### [DOCUMENT SEGMENT]

________________________________________

Kaler's eldest daughter, Maya, was diagnosed with autism before she turned three.

"It was that typical regression," Kaler remembers.

At about 19 months, Maya started using fewer and fewer words, she wasn't walking properly and was sleep disordered.

"And she was just not engaged," says Kaler.

Maya, who is now 13, is considered severely affected by autism. She is non-verbal and needs to have someone with her at all times.

"You don't know what she's going to do," says her mom.

Like many people with autism, Maya, who is the eldest of three, also has a tendency to run off, which can make outings difficult and stressful, especially with two other youngsters to worry about. Kaler kept using a stroller until Maya outgrew it at age six. The family also tried hiring someone to help out during outings, but that meant finding a qualified individual and then relying on them whenever the family wanted to have a day out.

It took the spontaneity out of life and encroached on the family's privacy.

"We started sort of limiting what we did," she says. "It just felt like with just a little something we could be so much more."

In 2008, Kaler found that something the family needed. She was flipping through the newspaper when she came across a story about a North Delta family receiving the first autism support dog from Ladner-based B.C. Guide Dogs.

Kaler called the organization and had the application couriered over. Nine months later, the family received Pepe, a chocolate lab.

Aside from offering comfort and companionship to an autistic child, a support dog also acts as an anchor via a belt around the child's waist. The dogs do not guide the child, as a guide dog does for someone who is blind, however the canines are trained to sit when the child tries to run or pull away.

________________________________________

### [EXCERPTED DATA]

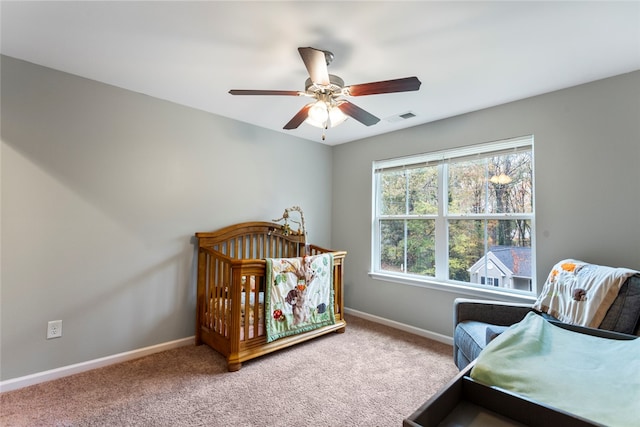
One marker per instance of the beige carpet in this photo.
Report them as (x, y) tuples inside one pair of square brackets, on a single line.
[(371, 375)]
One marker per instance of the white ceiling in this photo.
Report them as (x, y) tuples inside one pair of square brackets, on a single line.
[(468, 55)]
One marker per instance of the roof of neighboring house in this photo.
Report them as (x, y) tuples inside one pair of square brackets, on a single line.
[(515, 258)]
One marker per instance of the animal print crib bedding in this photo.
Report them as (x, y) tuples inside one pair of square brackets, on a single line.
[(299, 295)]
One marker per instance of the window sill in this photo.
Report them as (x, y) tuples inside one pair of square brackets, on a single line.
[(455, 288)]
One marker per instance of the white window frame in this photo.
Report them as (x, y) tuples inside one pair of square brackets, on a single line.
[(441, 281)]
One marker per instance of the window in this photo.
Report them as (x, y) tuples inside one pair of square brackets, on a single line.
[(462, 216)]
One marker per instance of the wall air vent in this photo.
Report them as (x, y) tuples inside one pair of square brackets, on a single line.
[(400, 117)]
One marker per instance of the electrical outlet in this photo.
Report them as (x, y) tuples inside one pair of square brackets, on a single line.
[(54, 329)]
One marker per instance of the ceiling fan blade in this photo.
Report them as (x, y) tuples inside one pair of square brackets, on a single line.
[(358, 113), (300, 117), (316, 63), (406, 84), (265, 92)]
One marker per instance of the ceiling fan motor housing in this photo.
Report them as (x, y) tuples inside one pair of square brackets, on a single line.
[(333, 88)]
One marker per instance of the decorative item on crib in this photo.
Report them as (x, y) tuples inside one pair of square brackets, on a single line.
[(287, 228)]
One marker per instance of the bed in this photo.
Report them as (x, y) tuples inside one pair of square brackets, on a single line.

________________________________________

### [WHAT THIS TASK INVOLVES]
According to the text about Maya and her support dog, why did hiring someone to help on outings fall short for the family? Answer in one to three sentences. The listing that accompanies this text comes from a separate source.

### [RESULT FOR THIS EXERCISE]
The family first had to find a qualified individual and then depend on that person whenever they wanted a day out. This took the spontaneity out of life and encroached on the family's privacy.